> **WHAT YOU SHOULD DO**:
Copy out each of the following lines word for word, without any changes.

> **EXCERPTED DATA**:
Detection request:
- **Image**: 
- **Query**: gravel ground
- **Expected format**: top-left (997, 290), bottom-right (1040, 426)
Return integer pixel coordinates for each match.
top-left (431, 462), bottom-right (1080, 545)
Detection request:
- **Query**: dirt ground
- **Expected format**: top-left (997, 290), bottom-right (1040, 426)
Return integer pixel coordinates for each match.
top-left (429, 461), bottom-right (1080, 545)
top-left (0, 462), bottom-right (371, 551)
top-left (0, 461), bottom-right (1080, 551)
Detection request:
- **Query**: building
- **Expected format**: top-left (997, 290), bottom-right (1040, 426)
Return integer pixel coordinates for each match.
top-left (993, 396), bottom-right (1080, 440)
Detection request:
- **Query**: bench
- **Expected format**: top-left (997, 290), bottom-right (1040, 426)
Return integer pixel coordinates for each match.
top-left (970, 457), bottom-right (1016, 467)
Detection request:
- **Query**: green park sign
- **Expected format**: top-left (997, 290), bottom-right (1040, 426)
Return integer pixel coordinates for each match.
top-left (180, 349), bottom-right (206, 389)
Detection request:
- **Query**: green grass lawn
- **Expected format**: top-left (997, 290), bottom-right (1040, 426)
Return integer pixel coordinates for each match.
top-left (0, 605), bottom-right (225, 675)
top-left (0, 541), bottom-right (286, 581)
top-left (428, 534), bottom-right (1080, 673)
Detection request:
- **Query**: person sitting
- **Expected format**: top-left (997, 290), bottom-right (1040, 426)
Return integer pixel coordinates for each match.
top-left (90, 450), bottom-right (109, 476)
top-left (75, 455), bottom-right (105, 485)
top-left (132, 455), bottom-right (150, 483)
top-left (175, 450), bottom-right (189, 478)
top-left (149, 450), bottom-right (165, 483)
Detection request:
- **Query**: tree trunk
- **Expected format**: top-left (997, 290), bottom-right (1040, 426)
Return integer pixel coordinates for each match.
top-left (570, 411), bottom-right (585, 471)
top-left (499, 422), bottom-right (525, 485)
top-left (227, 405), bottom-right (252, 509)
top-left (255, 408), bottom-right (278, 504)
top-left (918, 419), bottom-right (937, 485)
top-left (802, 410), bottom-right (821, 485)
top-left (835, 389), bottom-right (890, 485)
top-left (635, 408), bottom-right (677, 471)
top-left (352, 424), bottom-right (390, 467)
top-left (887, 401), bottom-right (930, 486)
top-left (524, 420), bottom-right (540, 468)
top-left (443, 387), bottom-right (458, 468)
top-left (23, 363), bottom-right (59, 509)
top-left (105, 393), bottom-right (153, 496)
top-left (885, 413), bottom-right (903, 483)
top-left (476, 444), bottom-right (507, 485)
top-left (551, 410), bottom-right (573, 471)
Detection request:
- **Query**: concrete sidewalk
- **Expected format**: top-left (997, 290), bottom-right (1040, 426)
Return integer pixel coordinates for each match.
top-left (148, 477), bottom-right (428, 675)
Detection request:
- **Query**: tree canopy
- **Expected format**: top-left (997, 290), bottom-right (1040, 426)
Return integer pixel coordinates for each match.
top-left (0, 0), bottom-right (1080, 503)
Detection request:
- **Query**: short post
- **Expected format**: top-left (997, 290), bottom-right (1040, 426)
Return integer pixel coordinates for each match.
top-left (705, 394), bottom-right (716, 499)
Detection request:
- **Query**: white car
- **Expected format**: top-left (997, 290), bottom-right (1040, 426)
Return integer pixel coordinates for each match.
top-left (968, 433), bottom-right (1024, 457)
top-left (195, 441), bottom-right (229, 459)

> **TASK SOLUTION**:
Detection request:
- **Image**: 
- **Query**: gravel ground
- **Expected format**: top-left (997, 290), bottom-right (1040, 426)
Return integer pixel coordinates for each match.
top-left (431, 462), bottom-right (1080, 545)
Detection request:
- **Query**: dirt ground
- **Expected format**: top-left (997, 290), bottom-right (1040, 426)
Return integer pixel coordinates for each match.
top-left (429, 461), bottom-right (1080, 545)
top-left (0, 462), bottom-right (371, 551)
top-left (0, 461), bottom-right (1080, 551)
Detection request:
- **Query**: building
- **Expected format**: top-left (997, 290), bottom-right (1040, 426)
Return integer pixel coordinates for each match.
top-left (993, 396), bottom-right (1080, 440)
Detection request:
- **Query**: bench
- **Expected format**: top-left (997, 290), bottom-right (1040, 426)
Return integer pixel coordinates for each match.
top-left (970, 457), bottom-right (1016, 467)
Detection request:
- **Query**: green park sign
- **Expected format**: top-left (997, 290), bottom-right (1040, 426)
Return integer pixel coordinates for each match.
top-left (180, 349), bottom-right (206, 389)
Detection request:
- **Query**: green grass lawn
- **Expected format**: top-left (997, 290), bottom-right (1040, 426)
Return integer pixel coordinates for each match.
top-left (0, 605), bottom-right (225, 675)
top-left (0, 541), bottom-right (286, 581)
top-left (428, 534), bottom-right (1080, 673)
Detection request:
- **Query**: person sitting
- **Expected format**: top-left (997, 290), bottom-right (1040, 426)
Return integer pixel coordinates for each match.
top-left (90, 450), bottom-right (109, 476)
top-left (75, 455), bottom-right (105, 485)
top-left (132, 455), bottom-right (150, 483)
top-left (175, 450), bottom-right (189, 478)
top-left (149, 450), bottom-right (165, 483)
Detection request:
- **Query**: tree trunk
- **Expected format**: top-left (997, 290), bottom-right (1040, 426)
Return integer pixel coordinates for each match.
top-left (570, 411), bottom-right (585, 471)
top-left (499, 422), bottom-right (525, 485)
top-left (227, 405), bottom-right (252, 509)
top-left (255, 408), bottom-right (278, 504)
top-left (918, 419), bottom-right (937, 485)
top-left (802, 410), bottom-right (821, 485)
top-left (835, 389), bottom-right (890, 485)
top-left (635, 408), bottom-right (677, 471)
top-left (352, 424), bottom-right (390, 467)
top-left (887, 401), bottom-right (930, 486)
top-left (524, 420), bottom-right (540, 468)
top-left (443, 387), bottom-right (458, 468)
top-left (23, 363), bottom-right (59, 509)
top-left (105, 393), bottom-right (153, 496)
top-left (885, 413), bottom-right (903, 483)
top-left (476, 444), bottom-right (507, 485)
top-left (551, 410), bottom-right (573, 471)
Detection request:
- **Query**: concrete sidewalk
- **Expected format**: top-left (997, 290), bottom-right (1040, 426)
Return integer pixel coordinates for each match.
top-left (148, 477), bottom-right (428, 675)
Detection request:
- **Query**: tree canopy
- **Expected format**: top-left (997, 290), bottom-right (1040, 426)
Return integer pixel coordinates for each match.
top-left (0, 0), bottom-right (1080, 503)
Detection request:
- **Query**: short post
- **Expected format**: top-left (997, 290), bottom-right (1040, 426)
Return integer pixel coordinates for each match.
top-left (705, 394), bottom-right (716, 499)
Detection request:
- **Query**: white car
- **Expected format**: top-left (997, 290), bottom-right (1040, 426)
Return integer pixel coordinates for each match.
top-left (968, 433), bottom-right (1024, 457)
top-left (195, 441), bottom-right (229, 459)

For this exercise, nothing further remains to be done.